* WHAT THE EXERCISE ASKS: Reproduce the records precisely. Omit every picture.

Saved entries:
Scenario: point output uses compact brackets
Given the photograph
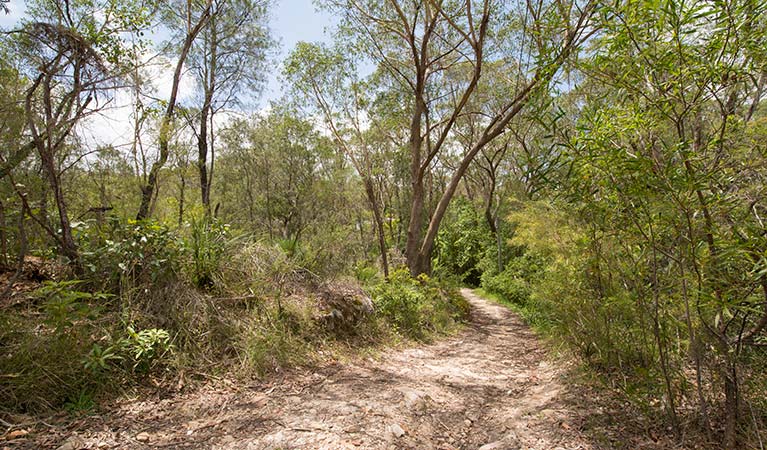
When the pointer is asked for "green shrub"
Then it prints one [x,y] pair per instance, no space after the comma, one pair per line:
[205,248]
[138,255]
[418,307]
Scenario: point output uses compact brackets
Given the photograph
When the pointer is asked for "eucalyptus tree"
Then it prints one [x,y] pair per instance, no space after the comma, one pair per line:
[197,17]
[436,52]
[72,56]
[228,61]
[665,156]
[328,80]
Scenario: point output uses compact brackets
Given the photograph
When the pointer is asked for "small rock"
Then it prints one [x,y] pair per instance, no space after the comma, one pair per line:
[396,430]
[492,446]
[16,434]
[73,443]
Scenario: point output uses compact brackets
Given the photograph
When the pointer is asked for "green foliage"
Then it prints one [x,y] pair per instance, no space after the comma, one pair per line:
[143,253]
[63,306]
[206,247]
[418,307]
[515,283]
[462,241]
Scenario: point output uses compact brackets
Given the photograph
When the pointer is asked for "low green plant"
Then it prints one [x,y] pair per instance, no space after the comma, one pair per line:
[206,246]
[418,307]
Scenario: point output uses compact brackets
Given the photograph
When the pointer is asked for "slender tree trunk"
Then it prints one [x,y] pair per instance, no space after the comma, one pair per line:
[3,237]
[374,206]
[148,190]
[414,262]
[206,114]
[181,197]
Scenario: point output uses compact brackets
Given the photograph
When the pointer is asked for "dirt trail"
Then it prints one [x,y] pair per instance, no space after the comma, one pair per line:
[490,387]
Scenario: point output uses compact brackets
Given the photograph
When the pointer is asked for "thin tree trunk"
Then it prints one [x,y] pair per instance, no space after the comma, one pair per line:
[206,114]
[374,206]
[148,190]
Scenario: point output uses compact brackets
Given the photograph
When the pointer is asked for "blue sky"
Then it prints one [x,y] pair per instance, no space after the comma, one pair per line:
[291,21]
[294,21]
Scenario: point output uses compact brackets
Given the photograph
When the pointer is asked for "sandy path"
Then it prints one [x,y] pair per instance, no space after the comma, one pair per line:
[490,387]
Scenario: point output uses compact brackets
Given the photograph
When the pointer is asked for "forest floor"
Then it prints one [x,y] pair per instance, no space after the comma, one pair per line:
[492,386]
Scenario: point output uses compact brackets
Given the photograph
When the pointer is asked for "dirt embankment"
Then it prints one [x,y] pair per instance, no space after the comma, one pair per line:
[490,387]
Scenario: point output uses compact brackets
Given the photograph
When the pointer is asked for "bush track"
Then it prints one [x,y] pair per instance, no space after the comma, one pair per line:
[490,387]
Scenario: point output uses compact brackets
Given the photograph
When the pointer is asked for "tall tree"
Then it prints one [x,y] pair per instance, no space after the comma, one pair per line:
[192,28]
[229,62]
[436,52]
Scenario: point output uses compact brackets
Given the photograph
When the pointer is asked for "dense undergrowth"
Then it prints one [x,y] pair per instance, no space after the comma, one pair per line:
[151,303]
[584,292]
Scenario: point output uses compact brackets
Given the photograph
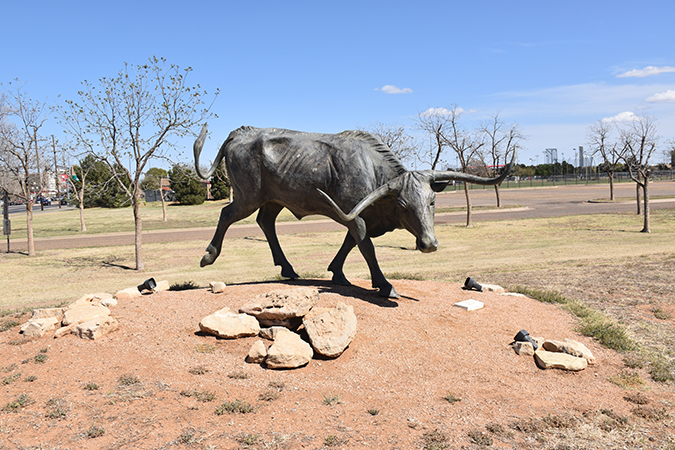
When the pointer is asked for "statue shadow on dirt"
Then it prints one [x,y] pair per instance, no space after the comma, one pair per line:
[367,295]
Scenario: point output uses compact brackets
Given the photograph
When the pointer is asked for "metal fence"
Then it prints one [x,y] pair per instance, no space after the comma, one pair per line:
[563,180]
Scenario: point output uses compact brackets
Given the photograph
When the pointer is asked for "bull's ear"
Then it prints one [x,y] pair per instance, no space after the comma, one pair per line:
[439,186]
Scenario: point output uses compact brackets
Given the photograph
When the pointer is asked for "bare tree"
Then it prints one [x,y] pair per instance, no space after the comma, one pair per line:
[435,123]
[22,149]
[639,140]
[466,146]
[132,118]
[501,141]
[395,137]
[600,142]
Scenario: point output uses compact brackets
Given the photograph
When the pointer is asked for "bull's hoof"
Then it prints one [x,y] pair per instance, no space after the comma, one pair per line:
[388,291]
[210,257]
[288,272]
[340,279]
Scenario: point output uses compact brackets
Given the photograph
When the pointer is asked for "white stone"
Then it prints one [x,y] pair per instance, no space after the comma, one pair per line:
[230,325]
[469,305]
[331,330]
[289,351]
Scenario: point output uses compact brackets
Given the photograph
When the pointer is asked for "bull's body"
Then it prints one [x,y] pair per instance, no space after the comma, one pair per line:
[326,174]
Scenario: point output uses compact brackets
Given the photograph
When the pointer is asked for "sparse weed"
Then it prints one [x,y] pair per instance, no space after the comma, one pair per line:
[21,401]
[184,286]
[11,379]
[202,396]
[235,407]
[331,400]
[205,348]
[450,398]
[128,380]
[480,438]
[627,379]
[435,440]
[238,375]
[198,370]
[95,431]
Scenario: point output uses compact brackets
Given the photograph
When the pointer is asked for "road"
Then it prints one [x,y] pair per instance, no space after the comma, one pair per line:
[530,202]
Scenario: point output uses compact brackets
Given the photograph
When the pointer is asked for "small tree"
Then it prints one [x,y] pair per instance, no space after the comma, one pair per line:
[132,118]
[220,183]
[21,150]
[187,186]
[600,142]
[639,141]
[501,141]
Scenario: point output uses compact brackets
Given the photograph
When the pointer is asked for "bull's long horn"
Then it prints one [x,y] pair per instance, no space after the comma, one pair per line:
[447,175]
[368,200]
[197,147]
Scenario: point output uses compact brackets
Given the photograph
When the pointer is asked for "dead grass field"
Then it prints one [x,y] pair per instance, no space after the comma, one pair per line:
[600,261]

* YOUR SOLUTION:
Scenario: point output uses compact brackets
Given the photograph
When the pointer is asked for "green shrub"
Then it prints one [x,y] pair per instance, no space after the comma, one pair per line:
[205,248]
[138,255]
[418,307]
Scenario: point output uses compact brackets
Given the photograph
When the pointer is asked for "eucalyptus tree"
Then it prints one [x,y] pair per instance, no space after the comma, one pair per line:
[197,17]
[436,52]
[72,56]
[228,61]
[665,156]
[328,80]
Scenario: point output uses compact brackets
Given the photograph
When the pointer is asked for "small rock"
Then it prints one [x,y] pair per instance, no space after the comma, one pair per line:
[396,430]
[492,446]
[16,434]
[73,443]
Scenario: point output uses compact brackets
Given the photograph
When the pointer is asked for "green foliage"
Then it prints one [x,y] pair per instance, no space after the comma, one pair per line:
[143,253]
[63,306]
[206,247]
[418,307]
[515,283]
[462,241]
Scenario: point output uses compact brackets
Given the photograph
When the pointer is asked for "low green plant"
Then it prints one [x,y] pair per instance, no space after the comma, one pair per line:
[206,246]
[418,307]
Scenario: point output uses compact brackets
Given the photograph
When the pointer is asked for "slender tree trunk"
Then it prints one [x,y] pair per instance, no space after the comma, one pair per line:
[3,237]
[374,206]
[148,190]
[414,262]
[206,114]
[181,197]
Scenario: point output uses compact brackets
Given the photograph
When the pointer is asked for "dirt trail"
Then it prints one [x,y] pair per instance, no space after the comma, one pair per line:
[490,387]
Scenario: point output uses compact brackets
Given the photograph
When the pointer is asked for "thin tree trunk"
Then it prints one [x,y] pair per instance, no space after the comma, one pair per line:
[206,114]
[374,206]
[148,190]
Scenario: point output uses compact brackets
Given the photograph
When the pointer is asked for "blue sky"
Then it prints one [x,y] pair per instance, no space after the comma, one pair per line:
[291,21]
[294,21]
Scenario: point output uses compact brackets
Given the photograph
When the pointer is asked for "sandy path"
Then it prints one [x,y] pair per instance, no space after the comma, one pair per line:
[490,387]
Scenario: point output uses compact brackets
Given the photograph
When the pointer is asked for "forest floor"
Then it prints one [x,y] pair per instance, no space after the comma, one pair per line:
[492,386]
Scenario: point output uses compact brackets
Given the photograph
When the pointer is asked for "dirt embankment"
Then it prints one [x,y] pair per instance, no space after the comma, one pair per line:
[490,387]
Scenario: point output uses compact brackets
Given the photograph
When the pointer is asked for "bush track"
Then it prints one [x,y] pair per instance, no space after the comma, one pair per line:
[490,387]
Scenario: point output uses compact brackets
Given the photograph
When the pointer is asked for "tall tree"
Then it prints one [x,y] pair per instance, no space after the comma, one pair per line:
[192,28]
[229,62]
[436,52]
Scenario: point output uses compact brackets
Given the photograph
When the pointer is asked for "dense undergrowth"
Then it prints one [x,y] pair per instance, no space after the comma, one pair per line:
[151,303]
[584,292]
Scenario: point output uses compact brackets
Given the photograph
When the pointer is asked for "statue shadow on dirt"
Then it prints one [x,y] pair per instance, no space after the comma, one pair per line:
[367,295]
Scenario: point output uses compact brackets
Given the photograph
When the pointer is asked for "metal fence"
Then it prints one [x,y] pair per instance, no space after the comma, one pair per line:
[563,180]
Scenario: point output uses compact brackets
Given the photograph
When the pointer is asked for "bull's ear"
Then it prints one [x,y] pair per instance, no space after the comma, one pair per line:
[439,186]
Scenario: point output uses compact brackets
Given the photograph
When the pointer is asked for "bare tree"
Then it prints one [x,y] pair per instance, no space after the comma, one pair per line:
[435,123]
[22,149]
[639,140]
[466,146]
[132,118]
[501,141]
[395,137]
[600,142]
Scenario: point output uses compact brackets
Given the photograph
When the pointer is asked for "bull's hoof"
Then it prints one [x,y] pair per instance, no space after the comma, one pair per line:
[388,291]
[210,257]
[288,272]
[340,279]
Scenario: point output uses compact brackets
Given the photograph
When the pointer is asked for "white stone"
Then it prints one [x,y] pair per instance, no space after the comma, one pair per line:
[230,325]
[469,305]
[331,330]
[289,351]
Scenario: point output uses compact brackets
Given the photograph
When the pointer is asked for "bull's body"
Then it prints one [x,y] pair per instance, no space after the comma, one pair per line:
[326,174]
Scenario: point output uses compact brackets
Given the photograph
When the pointer is asked for "sparse weed"
Then it prints one [x,y] pair per instance, no space after the comma, one pair per line:
[21,401]
[184,286]
[11,379]
[202,396]
[235,407]
[331,400]
[205,348]
[450,398]
[128,380]
[480,438]
[627,379]
[435,440]
[238,375]
[198,370]
[95,431]
Scenario: point output uses compact brackets
Given the photograph
When the pointer is asked for "road"
Then it prints one [x,y] pair per instance, no space after the comma, one pair per line:
[530,202]
Scenario: point output uses compact brackets
Given the photograph
When the pointer is asked for "small tree"
Then it prints one [x,y] pair per instance, no space after the comma, one pair per line:
[132,118]
[220,183]
[21,150]
[187,186]
[600,142]
[639,141]
[501,141]
Scenario: point output uses compact brackets
Given the photograph
When the pointer is asked for "bull's long horn"
Then it prints one [x,y] pair per instance, no space after the comma, one pair per line:
[447,175]
[368,200]
[197,147]
Scenario: point output uses compact brackets
Given the photograph
When the pointer is asked for "dead grass field"
Then it prints one [x,y] pair per instance, no space after the comma, one pair per line:
[600,261]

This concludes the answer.